--- Aim of the task ---
Will you print every one of the entries below verbatim, character for character?
───── Data in this exercise ─────
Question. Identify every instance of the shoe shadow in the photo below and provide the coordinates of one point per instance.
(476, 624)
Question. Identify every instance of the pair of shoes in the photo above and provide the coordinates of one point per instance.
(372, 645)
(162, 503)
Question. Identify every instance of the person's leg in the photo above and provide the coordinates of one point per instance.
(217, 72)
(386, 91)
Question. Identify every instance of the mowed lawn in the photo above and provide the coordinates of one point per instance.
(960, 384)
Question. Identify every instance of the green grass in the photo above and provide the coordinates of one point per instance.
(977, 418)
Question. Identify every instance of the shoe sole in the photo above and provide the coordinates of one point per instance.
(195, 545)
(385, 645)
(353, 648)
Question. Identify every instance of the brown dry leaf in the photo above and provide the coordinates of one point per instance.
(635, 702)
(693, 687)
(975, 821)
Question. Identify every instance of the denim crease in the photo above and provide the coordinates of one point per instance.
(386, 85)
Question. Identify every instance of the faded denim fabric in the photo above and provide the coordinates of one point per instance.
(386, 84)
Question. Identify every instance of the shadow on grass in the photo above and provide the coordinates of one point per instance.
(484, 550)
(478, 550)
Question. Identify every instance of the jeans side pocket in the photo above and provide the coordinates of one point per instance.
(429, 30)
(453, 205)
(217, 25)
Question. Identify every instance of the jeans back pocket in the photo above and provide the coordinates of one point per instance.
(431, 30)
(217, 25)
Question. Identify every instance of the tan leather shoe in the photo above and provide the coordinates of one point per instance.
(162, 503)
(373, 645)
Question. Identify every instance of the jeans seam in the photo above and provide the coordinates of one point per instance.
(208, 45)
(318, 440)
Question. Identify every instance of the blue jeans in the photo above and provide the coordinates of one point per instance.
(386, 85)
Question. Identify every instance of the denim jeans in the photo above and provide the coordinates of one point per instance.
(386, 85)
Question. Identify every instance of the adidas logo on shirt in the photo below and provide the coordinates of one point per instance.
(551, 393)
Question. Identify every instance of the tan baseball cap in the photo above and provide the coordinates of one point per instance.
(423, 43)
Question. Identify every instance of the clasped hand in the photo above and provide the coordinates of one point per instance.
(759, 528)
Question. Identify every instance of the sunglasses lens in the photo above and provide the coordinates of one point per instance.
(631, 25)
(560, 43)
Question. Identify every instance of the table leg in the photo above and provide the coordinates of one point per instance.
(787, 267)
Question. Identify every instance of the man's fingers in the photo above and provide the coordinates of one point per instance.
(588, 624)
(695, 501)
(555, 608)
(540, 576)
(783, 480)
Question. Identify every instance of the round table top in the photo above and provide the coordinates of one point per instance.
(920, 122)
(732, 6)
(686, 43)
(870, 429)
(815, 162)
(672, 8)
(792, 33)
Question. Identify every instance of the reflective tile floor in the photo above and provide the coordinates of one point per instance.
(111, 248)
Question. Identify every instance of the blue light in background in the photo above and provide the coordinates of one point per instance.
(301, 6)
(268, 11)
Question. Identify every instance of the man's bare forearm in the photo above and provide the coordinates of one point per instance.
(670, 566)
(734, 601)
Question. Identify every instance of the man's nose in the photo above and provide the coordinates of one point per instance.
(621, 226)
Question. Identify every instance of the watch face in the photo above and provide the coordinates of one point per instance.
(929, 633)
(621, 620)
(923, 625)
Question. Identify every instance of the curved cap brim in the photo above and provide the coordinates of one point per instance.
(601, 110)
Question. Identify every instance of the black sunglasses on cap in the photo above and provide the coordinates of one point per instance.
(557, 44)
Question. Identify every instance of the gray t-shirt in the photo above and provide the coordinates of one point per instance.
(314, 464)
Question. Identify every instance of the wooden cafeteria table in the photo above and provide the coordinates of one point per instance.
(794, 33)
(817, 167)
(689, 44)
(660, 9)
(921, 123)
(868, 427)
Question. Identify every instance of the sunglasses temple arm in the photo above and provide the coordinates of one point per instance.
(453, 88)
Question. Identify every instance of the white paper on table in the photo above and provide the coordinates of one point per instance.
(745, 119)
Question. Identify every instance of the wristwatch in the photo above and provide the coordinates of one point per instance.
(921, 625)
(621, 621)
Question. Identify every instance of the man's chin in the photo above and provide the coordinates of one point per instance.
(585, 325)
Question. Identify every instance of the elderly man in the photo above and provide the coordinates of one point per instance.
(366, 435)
─────
--- Exercise answer ---
Question. Identify every instance of the shoe shadow in the photo below and provide the coordinates of one point per instance.
(476, 624)
Question. Identify every instance of the pair of shoes in the photo above and provide the coordinates of one point per instance.
(372, 645)
(162, 503)
Question. Identify every instance of the person's leg in the photo above and provide the coordinates of one point per instance.
(217, 72)
(386, 91)
Question. Identify every instance of the mowed lawn in the photo above and provide the coordinates of one point per instance.
(960, 384)
Question. Identify every instance of the green grass in the photo above and provide the coordinates of one point per instance.
(977, 418)
Question. Identify every instance of the shoe sole in the photo above and provide the coordinates of one point per instance.
(195, 545)
(385, 645)
(353, 648)
Question. Identify every instance of the brown dry leaf in the photo above and provide the coordinates of one point per instance.
(635, 702)
(693, 687)
(975, 821)
Question. Identify every instance of the denim crease in the photo above and provide the coordinates of one point per instance.
(386, 85)
Question. Identify every instance of the faded denim fabric in the photo above and provide the coordinates of one point per instance.
(386, 84)
Question. Identify every instance of the shadow on grass in the photo above and provide the coordinates of one point per instance.
(484, 550)
(478, 550)
Question. Identify every instance of the jeans side pocket in the photo above and provide the coordinates of one point per instance.
(429, 30)
(453, 205)
(217, 25)
Question. Identify every instance of the jeans back pocket in the photo above and provide the coordinates of one point per instance.
(431, 30)
(217, 25)
Question. Identify every instance of the tan leather shoe in the photo above and provide the coordinates of one point per instance.
(162, 503)
(373, 645)
Question. Identify every instance of the jeans seam in the photo above and provide the coordinates of one point per instance.
(208, 45)
(318, 440)
Question. Identify every instance of the blue jeans in the photo above and provide the coordinates of one point per instance.
(386, 85)
Question. Identify every instance of the denim jeans in the photo above and provide the coordinates of one point per instance.
(386, 85)
Question. Identify every instance of the adidas logo on shirt in the photo below and provide the coordinates of one point per instance.
(551, 393)
Question. Identify every instance of the tan baseball cap in the photo above and provide the coordinates of one point per instance.
(423, 43)
Question. Identify every instance of the clasped hand in the photo above and provide the coordinates of one point per instance.
(759, 528)
Question. Identify every instance of the sunglasses lens in the photo above and provide the coordinates of one point per instance.
(631, 25)
(560, 43)
Question. Identify every instance of the table leg in the photo above and provide the coordinates of one point per instance.
(787, 267)
Question. Identify every instance of the man's fingers in the photo above and provide the coordinates of one point per instance.
(588, 624)
(695, 501)
(555, 608)
(540, 576)
(783, 480)
Question. Identify every instance of the round table top in the photo above and provide the coordinates of one point per instance.
(920, 122)
(732, 6)
(686, 43)
(870, 429)
(815, 162)
(672, 8)
(792, 33)
Question. Identify every instance of the reflective tile floor in the photo above and provide the coordinates of one point per instance.
(111, 248)
Question. Identify every instance of the blue light in background in the photo above and provide the coordinates of one point per instance.
(301, 6)
(268, 11)
Question. Identify every instance of the man's bare forearm in the photo above and provide the coordinates of one point per instance.
(670, 566)
(734, 601)
Question. Identify every instance of the man's nose in the photo above and provide the coordinates of one point per instance.
(621, 226)
Question. Identify every instance of the watch face in the photo above and provide the coordinates of one point per instance.
(929, 633)
(621, 620)
(923, 625)
Question. Identify every instance of the curved cap brim in the photo above and provide the coordinates of one point per instance.
(601, 110)
Question. Identify every instance of the black sunglasses on cap in the photo above and provide the coordinates of one point per instance.
(557, 44)
Question. Identify every instance of the gray t-shirt in the photo above and provide the coordinates of one point per instance.
(314, 464)
Question. Identify every instance of the wooden cafeteria table in the photo above and provide the coordinates of one point per instance.
(794, 33)
(817, 167)
(689, 44)
(660, 9)
(921, 123)
(868, 427)
Question. Identify every instance of the sunglasses temple arm in the photo above and provide the coordinates of one point per instance.
(453, 88)
Question. Identify every instance of the white paper on table in the photo above and provide the coordinates of one point per instance.
(745, 119)
Question. Identify every instance of the wristwatch in the photo above and provide the coordinates of one point per instance.
(921, 625)
(621, 621)
Question. Identify every instance of the man's chin in the photo above and provide the coordinates of one point per instance.
(585, 325)
Question. Identify every instance of the elderly man in the photo above and provide the coordinates of one point per instance.
(366, 435)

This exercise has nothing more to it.